**TASK 1:**
Answer these questions from the passage on Medicaid and disability:
(a) Up to what income level did the ACA's Medicaid expansion extend coverage?
(b) With which hip-hop group does Namel Norris perform?
(c) What did the 1999 case Olmstead v L.C. rule?
**TASK 2:** Rewrite the portion of the passage on Medicaid and disability starting with "Namel Norris, a" and going on through "he'd be trapped.", swapping "hip-hop group" for "rap group".
**TASK 3:** According to the passage on Medicaid and disability, why would Namel Norris be trapped without Medicaid? Answer in one to three sentences.

**DOCUMENT SECTION:**
Several components of the GOP plan are particularly worrisome to the disability community, but the proposal to roll back Medicaid may be the single biggest concern. The ACA's Medicaid expansion, which extended coverage to those making up to 133 percent of the poverty level in states that opted into the program, increased health insurance enrollment in America by more than 14 million, and eliminating it will plunge people off a health-care precipice.

The proposed system of "block grants" mean that individual states may run out of Medicaid funding before they've met the needs of their residents, likely triggering crackdowns on benefits eligibility as well as dreaded lifetime per-capita limits on recipients.

Namel Norris, a paraplegic gun violence survivor who performs with hip-hop group 4 Wheel City, lives in the Bronx and is eligible for Medicaid coverage to help him manage health care needs associated with his injury. "Every month and every day," he says, "I rely on Medicaid." He needs Medicaid-covered medical supplies to leave his house, he says, so without it, he'd be trapped.

Not having to worry about lifetime limits also enables his art, Norris says: Instead of being caught in a struggle to survive, he can focus on youth outreach and education and making music. It's hard to imagine doing that, he says, with threat of Medicaid being pulled out from under him. "My life would just change," Norris says. "Drastically."

Dominick Evans, a disabled filmmaker and activist, says he is particularly worried about what "drastic" might look like for disabled people who rely on Medicaid's Home and Community-Based Services program (HCBS). Disability activists have worked for decades to keep disabled people out of institutions, earning victories in the form of the Americans with Disabilities Act in 1990 and case law like 1999's Olmstead v L.C., which ruled that community-based services should be prioritized over institutionalization.

**AVAILABLE DATA:**
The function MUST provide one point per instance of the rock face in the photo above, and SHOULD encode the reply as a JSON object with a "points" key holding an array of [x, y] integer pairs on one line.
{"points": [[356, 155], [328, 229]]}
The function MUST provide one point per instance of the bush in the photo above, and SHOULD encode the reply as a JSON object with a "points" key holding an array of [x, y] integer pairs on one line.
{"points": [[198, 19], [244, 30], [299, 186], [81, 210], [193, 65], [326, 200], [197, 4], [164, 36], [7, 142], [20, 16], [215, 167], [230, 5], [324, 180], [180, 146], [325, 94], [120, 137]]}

--

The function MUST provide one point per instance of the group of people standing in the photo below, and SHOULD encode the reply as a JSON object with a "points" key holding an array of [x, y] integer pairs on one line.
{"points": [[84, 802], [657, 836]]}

---

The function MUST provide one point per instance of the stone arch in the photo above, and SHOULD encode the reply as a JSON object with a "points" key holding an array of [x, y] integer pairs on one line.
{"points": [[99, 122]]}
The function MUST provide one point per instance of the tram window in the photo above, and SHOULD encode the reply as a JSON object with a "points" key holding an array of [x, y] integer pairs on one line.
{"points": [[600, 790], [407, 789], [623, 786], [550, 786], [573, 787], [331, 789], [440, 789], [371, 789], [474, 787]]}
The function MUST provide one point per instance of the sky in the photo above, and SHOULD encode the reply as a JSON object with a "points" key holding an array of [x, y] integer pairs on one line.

**TASK SOLUTION 1:**
(a) Up to 133 percent of the poverty level, in states that opted into the program.
(b) 4 Wheel City.
(c) It ruled that community-based services should be prioritized over institutionalization.

**TASK SOLUTION 2:**
Namel Norris, a paraplegic gun violence survivor who performs with rap group 4 Wheel City, lives in the Bronx and is eligible for Medicaid coverage to help him manage health care needs associated with his injury. "Every month and every day," he says, "I rely on Medicaid." He needs Medicaid-covered medical supplies to leave his house, he says, so without it, he'd be trapped.

**TASK SOLUTION 3:** Norris needs Medicaid-covered medical supplies to leave his house. Without Medicaid, he would lack those supplies and could not go out.